*** Passage

My friend Sally Pace commissioned me to write about the history of Woodlake for the Kiwanis Magazine, maybe 300 words or less.  Woodlake, a sleepy town born in 1910 in the foothills of the big trees, became famous for cattle ranching, and oranges.   Its history is a collection of tales about hard-working farmers, farm workers and, of course, cowboys.  Most of the life in Woodlake takes place in the hills beyond the town, but there is a town that is home to about 7,000 people.  

Writing history is so much more difficult than I had ever imagined that it would be.  I’ve never been great at making snap decisions, and that is the one thing that writers do constantly, word to word, story after story.  One story sounds good, but must not be told to save room for the story that the writer thinks is great.  The good story that was left out may have changed history, but history is forgotten, except what is written, so that piece of history remains a mystery. 

The other issue about history is that as soon as you write it you worry about offending someone.  I am so frozen in fear that I might tell the wrong story, the wrong way, that it’s hard to tell any story at all.  I never understood this dilemma of writers, which is why history books are so bland, until I started writing this.  The real story, someone else’s story, has tons of nerve endings attached to it that I may or may not touch.  People reading history also have opinions.  Even I have opinions, and they seep out ever so quietly into my words.

Cow PokingIn this case, the story revolves around a town built around ranching.  Ranching means eventually killing cattle to eat.  Former neighbors of mine are vegan, meaning they eat no meat products, even milk or eggs.  Animal rights activists might object to marking cattle, and other groups might have other grounds for opposition, but cattle ranchers are proud of their work, and their parents, grandparents, and great-grandparents.  If I were writing a documentary, I would tell all sides of the story, but in this post, I’ve got only the rancher’s side.

Straddling a calf getting stuck with a hot branding iron is not my idea of a safe job!

Straddling a calf getting stuck with a hot branding iron is not my idea of a safe job!

Another problem with writing history is that the beginning story is told and retold, but the middle of the story, the later years don’t seem like real history.  I started my project a couple of months ago I started interviewing a friend whose great-great-grandfather pioneered in this area.  What I really wanted to find out what life was like in the 1940s to the 1970s.  He let me borrow his photo album from the 1970s, and he had great shots of cowboys, many of whom are still not retired from ranching even though they are approaching  or into their 80s.  Ranching seems to be a healthy lifestyle, if you don’t get killed doing it!

Cow Poking

Imagine, you, a bull-calf, a sharp knife, and the knowledge that if he flinched, the knife might miss its mark…  Notice also that you don’t see obese ranchers here!  These guys can move quickly when necessary!

******
*** Available data

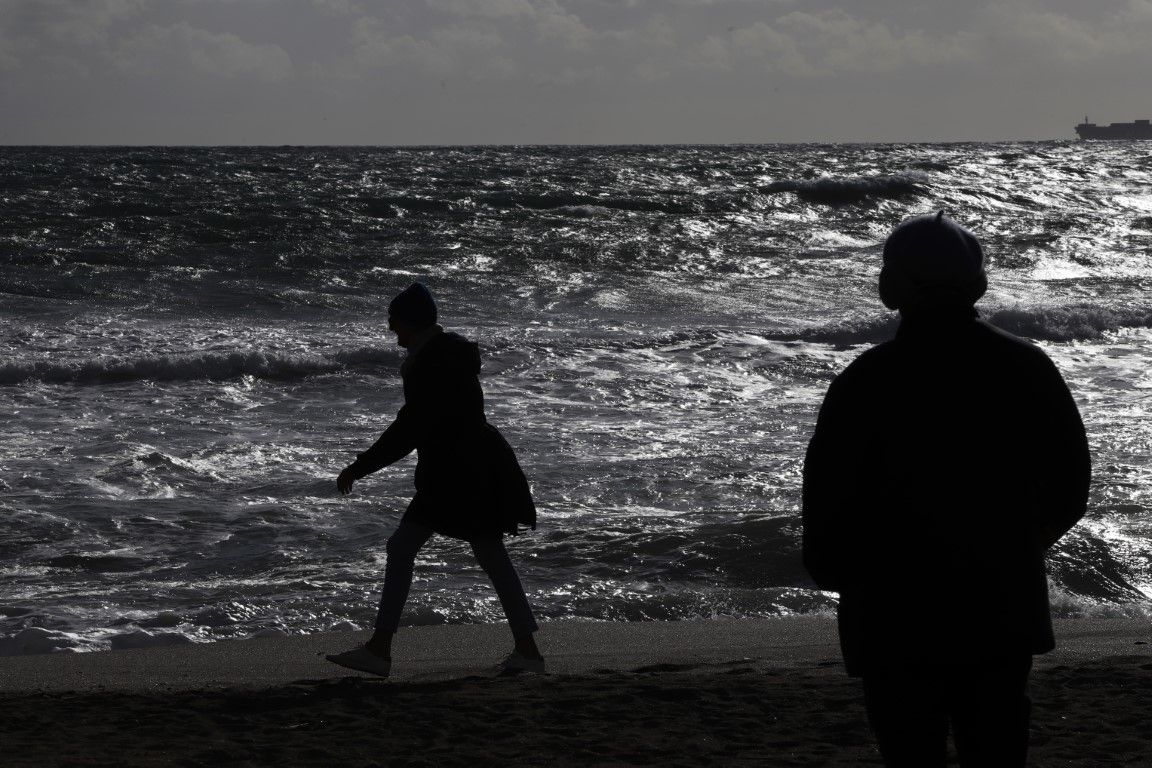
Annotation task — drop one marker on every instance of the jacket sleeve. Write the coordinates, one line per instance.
(824, 509)
(398, 441)
(1065, 466)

******

Task list:
[1] Repeat the part of the Woodlake text starting at "Cow PokingIn this" and ending at "the rancher’s side.", keeping every word the same.
[2] Translate this sentence from the Woodlake text into Spanish: "Ranching means eventually killing cattle to eat."

Outputs in order:
[1]
Cow PokingIn this case, the story revolves around a town built around ranching.  Ranching means eventually killing cattle to eat.  Former neighbors of mine are vegan, meaning they eat no meat products, even milk or eggs.  Animal rights activists might object to marking cattle, and other groups might have other grounds for opposition, but cattle ranchers are proud of their work, and their parents, grandparents, and great-grandparents.  If I were writing a documentary, I would tell all sides of the story, but in this post, I’ve got only the rancher’s side.

[2] La ganadería significa, a la larga, matar ganado para comer.